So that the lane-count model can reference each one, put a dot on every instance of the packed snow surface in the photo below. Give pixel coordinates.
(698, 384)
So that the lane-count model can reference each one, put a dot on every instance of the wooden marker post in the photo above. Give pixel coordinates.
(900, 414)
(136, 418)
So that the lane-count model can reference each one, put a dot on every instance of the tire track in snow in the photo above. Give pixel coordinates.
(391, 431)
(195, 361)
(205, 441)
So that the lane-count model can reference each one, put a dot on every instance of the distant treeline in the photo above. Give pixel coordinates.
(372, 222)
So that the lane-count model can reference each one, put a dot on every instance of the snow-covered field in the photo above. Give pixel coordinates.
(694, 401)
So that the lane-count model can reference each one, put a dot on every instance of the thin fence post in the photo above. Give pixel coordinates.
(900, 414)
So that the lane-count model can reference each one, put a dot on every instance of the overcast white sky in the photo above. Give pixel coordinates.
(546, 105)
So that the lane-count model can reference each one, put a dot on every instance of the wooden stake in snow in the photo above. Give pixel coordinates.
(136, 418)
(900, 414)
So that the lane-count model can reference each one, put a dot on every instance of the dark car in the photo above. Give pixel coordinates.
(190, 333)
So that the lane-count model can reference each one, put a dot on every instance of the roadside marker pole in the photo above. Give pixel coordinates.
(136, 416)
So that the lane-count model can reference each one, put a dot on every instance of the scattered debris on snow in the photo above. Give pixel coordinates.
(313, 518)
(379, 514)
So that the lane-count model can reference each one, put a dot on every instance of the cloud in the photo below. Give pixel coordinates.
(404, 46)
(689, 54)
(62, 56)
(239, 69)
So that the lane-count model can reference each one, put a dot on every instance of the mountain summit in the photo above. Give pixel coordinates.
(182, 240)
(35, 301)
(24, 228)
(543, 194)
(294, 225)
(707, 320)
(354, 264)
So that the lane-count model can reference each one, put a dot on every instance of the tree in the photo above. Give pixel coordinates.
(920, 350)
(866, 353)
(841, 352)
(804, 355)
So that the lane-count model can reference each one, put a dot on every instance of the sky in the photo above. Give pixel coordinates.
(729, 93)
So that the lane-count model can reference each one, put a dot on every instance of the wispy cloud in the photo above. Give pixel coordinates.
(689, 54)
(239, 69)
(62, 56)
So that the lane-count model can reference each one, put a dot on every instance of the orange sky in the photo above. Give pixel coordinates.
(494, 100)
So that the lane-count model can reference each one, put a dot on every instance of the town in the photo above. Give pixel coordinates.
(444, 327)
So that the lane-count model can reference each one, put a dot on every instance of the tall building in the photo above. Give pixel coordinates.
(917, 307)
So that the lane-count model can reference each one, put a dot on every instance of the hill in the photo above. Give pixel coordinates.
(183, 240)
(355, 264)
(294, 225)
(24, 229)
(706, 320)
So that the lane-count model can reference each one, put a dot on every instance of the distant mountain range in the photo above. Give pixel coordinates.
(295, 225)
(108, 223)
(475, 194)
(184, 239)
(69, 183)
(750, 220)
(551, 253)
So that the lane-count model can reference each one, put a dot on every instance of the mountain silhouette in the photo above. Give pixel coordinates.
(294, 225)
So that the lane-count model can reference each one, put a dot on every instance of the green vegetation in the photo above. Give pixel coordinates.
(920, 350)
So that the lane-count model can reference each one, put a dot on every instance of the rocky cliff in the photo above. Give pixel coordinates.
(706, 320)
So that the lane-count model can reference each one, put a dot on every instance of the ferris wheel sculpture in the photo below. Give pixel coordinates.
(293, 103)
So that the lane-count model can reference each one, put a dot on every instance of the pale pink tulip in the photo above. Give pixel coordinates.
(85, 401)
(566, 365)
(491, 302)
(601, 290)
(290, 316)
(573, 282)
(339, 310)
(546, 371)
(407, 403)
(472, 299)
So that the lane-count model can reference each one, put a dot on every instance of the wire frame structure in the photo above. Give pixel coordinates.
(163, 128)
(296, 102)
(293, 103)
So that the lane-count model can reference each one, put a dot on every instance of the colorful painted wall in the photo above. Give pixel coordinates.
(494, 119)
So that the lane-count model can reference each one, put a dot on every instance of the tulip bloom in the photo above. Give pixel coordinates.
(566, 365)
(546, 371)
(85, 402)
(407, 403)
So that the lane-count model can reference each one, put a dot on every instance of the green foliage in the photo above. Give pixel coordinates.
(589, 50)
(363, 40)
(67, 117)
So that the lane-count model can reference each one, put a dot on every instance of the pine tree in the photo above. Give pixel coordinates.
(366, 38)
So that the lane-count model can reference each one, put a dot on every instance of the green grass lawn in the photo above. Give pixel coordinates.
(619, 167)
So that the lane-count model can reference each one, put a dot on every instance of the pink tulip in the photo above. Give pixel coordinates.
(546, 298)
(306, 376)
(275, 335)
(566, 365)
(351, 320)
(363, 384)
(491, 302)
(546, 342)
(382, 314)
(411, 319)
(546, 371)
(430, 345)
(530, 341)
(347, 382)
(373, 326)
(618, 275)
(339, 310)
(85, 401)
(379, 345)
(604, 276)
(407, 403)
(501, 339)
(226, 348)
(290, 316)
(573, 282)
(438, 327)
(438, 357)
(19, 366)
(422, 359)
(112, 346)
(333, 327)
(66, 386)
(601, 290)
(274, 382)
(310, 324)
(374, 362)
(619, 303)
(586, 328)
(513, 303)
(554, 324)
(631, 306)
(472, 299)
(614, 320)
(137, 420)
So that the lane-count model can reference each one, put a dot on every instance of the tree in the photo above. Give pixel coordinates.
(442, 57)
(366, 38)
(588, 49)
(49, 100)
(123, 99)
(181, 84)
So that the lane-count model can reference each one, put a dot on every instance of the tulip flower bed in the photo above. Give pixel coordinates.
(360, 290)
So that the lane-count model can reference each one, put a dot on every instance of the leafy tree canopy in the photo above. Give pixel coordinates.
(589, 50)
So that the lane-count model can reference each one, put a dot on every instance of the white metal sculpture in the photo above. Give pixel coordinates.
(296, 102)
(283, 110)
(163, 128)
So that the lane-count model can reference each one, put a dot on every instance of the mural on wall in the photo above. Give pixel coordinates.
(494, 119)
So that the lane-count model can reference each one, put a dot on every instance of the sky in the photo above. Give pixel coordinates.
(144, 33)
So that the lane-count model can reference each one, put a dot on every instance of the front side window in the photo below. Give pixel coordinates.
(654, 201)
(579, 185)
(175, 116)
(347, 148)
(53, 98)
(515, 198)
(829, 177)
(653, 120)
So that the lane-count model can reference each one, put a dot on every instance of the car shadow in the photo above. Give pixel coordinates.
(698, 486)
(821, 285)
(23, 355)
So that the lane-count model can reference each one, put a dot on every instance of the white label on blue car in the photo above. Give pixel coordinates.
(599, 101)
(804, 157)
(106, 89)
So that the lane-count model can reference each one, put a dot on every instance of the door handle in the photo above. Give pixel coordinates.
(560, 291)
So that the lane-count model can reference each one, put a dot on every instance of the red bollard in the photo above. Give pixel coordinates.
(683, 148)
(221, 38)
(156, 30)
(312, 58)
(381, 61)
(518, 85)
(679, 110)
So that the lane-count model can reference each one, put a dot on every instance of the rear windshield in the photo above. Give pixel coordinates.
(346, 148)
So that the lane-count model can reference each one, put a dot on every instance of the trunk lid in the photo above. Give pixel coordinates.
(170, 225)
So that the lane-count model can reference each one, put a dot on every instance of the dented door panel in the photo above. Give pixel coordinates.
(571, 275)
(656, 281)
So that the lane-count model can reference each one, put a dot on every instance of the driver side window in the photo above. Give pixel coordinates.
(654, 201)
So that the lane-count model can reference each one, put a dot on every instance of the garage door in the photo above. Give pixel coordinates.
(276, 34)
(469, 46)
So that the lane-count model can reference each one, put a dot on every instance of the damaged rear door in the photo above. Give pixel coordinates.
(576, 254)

----

*TASK GOAL*. Extract the full listing above without altering anything.

*WRITTEN SOLUTION*.
So that the lane-count model can reference each one, put a dot on every instance of the packed snow surface in the photo below. Give pixel coordinates.
(698, 384)
So that the lane-count model can reference each one, put a dot on every instance of the wooden marker post in the photo above. Give pixel coordinates.
(900, 414)
(136, 418)
So that the lane-count model can reference each one, put a dot on every instance of the tire track in snow in the photo above. Give pixel coordinates.
(391, 431)
(195, 361)
(205, 441)
So that the lane-count model can reference each one, put a dot on every instance of the distant treeline in the photo above. Give pixel coordinates.
(372, 222)
So that the lane-count model can reference each one, put a dot on every instance of the snow-covered field in the photo above. Give pixel coordinates.
(694, 401)
So that the lane-count model can reference each one, put a dot on every instance of the thin fence post in the photo above. Give pixel coordinates.
(900, 414)
So that the lane-count model can reference each one, put a dot on every instance of the overcast white sky in the photo above. Give pixel coordinates.
(546, 105)
So that the lane-count model can reference each one, put a dot on every instance of the wooden stake in snow in the photo above. Give pixel coordinates.
(136, 418)
(900, 414)
So that the lane-count model can reference each one, put a dot on every instance of the dark car in the photo above. Give pixel coordinates.
(190, 333)
So that the lane-count model can reference each one, put a dot on every instance of the roadside marker pole in the photo above. Give pixel coordinates.
(136, 416)
So that the lane-count model can reference each one, put a dot on every instance of the scattered debris on snow in the photo above. Give pixel coordinates.
(313, 518)
(379, 514)
So that the lane-count model can reference each one, put a dot on every instance of the cloud in the photo below. Give pixel coordinates.
(404, 46)
(689, 54)
(62, 56)
(239, 69)
So that the lane-count model can reference each one, put a dot on every instance of the mountain summit in the photo above. Give pixel coordinates.
(182, 240)
(35, 301)
(24, 228)
(543, 194)
(294, 225)
(707, 320)
(354, 264)
So that the lane-count model can reference each one, put a dot on every instance of the tree in the photo above. Give pixel coordinates.
(920, 350)
(866, 353)
(841, 352)
(804, 355)
So that the lane-count model can reference each one, put a dot on every instance of the sky in the photo above. Give pixel coordinates.
(729, 93)
So that the lane-count model can reference each one, put a dot on every instance of the wispy cloud in the photo above. Give pixel coordinates.
(689, 54)
(239, 69)
(62, 56)
So that the lane-count model can reference each one, put a dot on every instance of the orange sky in the photo above. Give pixel coordinates.
(494, 100)
So that the lane-count model can reference each one, put a dot on every instance of the town in the photo above. Give pixel coordinates.
(444, 327)
So that the lane-count model can reference each one, put a dot on every instance of the tall building in the photo above. Give pixel coordinates.
(917, 307)
So that the lane-count model can reference each one, put a dot on every instance of the hill in the photo above. Give pixel coordinates.
(183, 240)
(355, 264)
(294, 225)
(24, 229)
(706, 320)
So that the lane-count model can reference each one, put a dot on every instance of the distant mountain range in the photo above. Give pixel coordinates.
(295, 225)
(108, 223)
(475, 194)
(184, 239)
(69, 183)
(750, 220)
(551, 253)
So that the lane-count model can reference each one, put a dot on every instance of the mountain silhouette in the photo above. Give pixel coordinates.
(294, 225)
So that the lane-count model can reference each one, put a dot on every instance of the green vegetation in the photo above. Give pixel coordinates.
(920, 350)
So that the lane-count model can reference each one, put a dot on every instance of the rocky cliff in the photo above. Give pixel coordinates.
(706, 320)
So that the lane-count model can reference each one, put a dot on every instance of the ferris wheel sculpture in the photo below. Give pixel coordinates.
(293, 103)
So that the lane-count model can reference each one, put a dot on every instance of the pale pink tulip in the photo above. Give pixel coordinates.
(85, 401)
(566, 365)
(491, 302)
(601, 290)
(290, 316)
(573, 282)
(339, 310)
(546, 371)
(407, 403)
(472, 299)
So that the lane-count model can reference each one, put a dot on every instance of the wire frame structure in the photo above. Give pixel coordinates.
(163, 128)
(296, 102)
(293, 103)
So that the lane-count model can reference each one, put a dot on every instance of the colorful painted wall in the photo above. Give pixel coordinates.
(494, 119)
So that the lane-count model can reference each one, put a dot on every instance of the tulip bloom in the photo above. Give pixel coordinates.
(566, 365)
(546, 371)
(85, 402)
(407, 403)
So that the lane-count model can reference each one, put a dot on every instance of the green foliage in the photo above. Give pixel coordinates.
(589, 50)
(363, 40)
(67, 117)
So that the lane-count model can reference each one, put a dot on every instance of the pine tree in the photo above. Give pixel coordinates.
(366, 38)
So that the lane-count model can reference each one, put a dot on every instance of the green grass lawn in the photo above. Give pixel coordinates.
(619, 167)
So that the lane-count model can reference each one, put a dot on every instance of the pink tulip in the photo above. Give pixel coordinates.
(546, 298)
(306, 376)
(275, 335)
(566, 365)
(351, 320)
(363, 384)
(491, 302)
(546, 342)
(382, 314)
(411, 319)
(546, 371)
(430, 345)
(530, 341)
(347, 382)
(373, 326)
(618, 275)
(339, 310)
(85, 401)
(379, 345)
(604, 276)
(407, 403)
(501, 339)
(226, 348)
(290, 316)
(573, 282)
(438, 327)
(438, 357)
(19, 366)
(422, 359)
(112, 346)
(333, 327)
(66, 386)
(601, 290)
(274, 382)
(310, 324)
(374, 362)
(619, 303)
(586, 328)
(513, 303)
(554, 324)
(631, 306)
(472, 299)
(614, 320)
(137, 420)
So that the lane-count model can reference each one, put a dot on every instance of the tree in the photo above. Give pixel coordinates.
(442, 57)
(366, 38)
(588, 49)
(49, 100)
(123, 99)
(181, 84)
So that the lane-count model can reference each one, put a dot on every instance of the tulip flower bed in the photo above. Give pixel coordinates.
(360, 290)
So that the lane-count model can reference each one, put a dot on every instance of the leafy tree canopy in the photo above. Give pixel coordinates.
(589, 50)
So that the lane-count model can reference each one, put a dot on every instance of the white metal sculpture in the photo above. Give pixel coordinates.
(296, 102)
(283, 110)
(163, 128)
So that the lane-count model can reference each one, put a dot on every instance of the mural on wall in the photo above. Give pixel coordinates.
(494, 119)
So that the lane-count model can reference each one, put a dot on every instance of the sky in the photo above. Give pixel coordinates.
(144, 33)
So that the lane-count model can reference each one, put a dot on every instance of the front side window in the photo below. Give pixel coordinates.
(654, 201)
(579, 185)
(175, 116)
(347, 148)
(53, 98)
(515, 198)
(829, 177)
(653, 120)
So that the lane-count model can reference each one, put a dot on every instance of the car shadow in the photo above. Give pixel coordinates.
(698, 486)
(821, 285)
(23, 355)
So that the lane-count model can reference each one, put a dot on every instance of the white label on blue car in the photo above. Give pixel coordinates.
(599, 101)
(804, 157)
(106, 89)
So that the lane-count model can reference each one, put a dot on every instance of the door handle in the photo above. Give pixel coordinates.
(560, 291)
So that the lane-count model can reference each one, put a dot on every instance of the red bollard in the photo above. Give pixel coordinates.
(683, 148)
(221, 38)
(156, 30)
(312, 58)
(381, 61)
(518, 85)
(679, 110)
So that the lane-count model can reference each one, put a dot on every instance of the rear windshield in the photo above. Give pixel coordinates.
(346, 148)
So that the lane-count model can reference each one, put a dot on every instance of the trunk lid in the photo above. Give pixel coordinates.
(170, 225)
So that the lane-count model can reference each one, put a dot on every instance of the dented door panel in the photo above. Give pixel coordinates.
(571, 275)
(656, 281)
So that the lane-count model can reference each one, put a dot on every instance of the driver side window in the photo above. Give pixel coordinates.
(654, 201)
So that the lane-count model can reference each one, put a dot on every instance of the garage door in the photo above. Give pixel coordinates.
(276, 34)
(469, 46)
So that the lane-count model can reference each one, put a dot on every instance of the damaged rear door in the photo above. Give pixel coordinates.
(576, 254)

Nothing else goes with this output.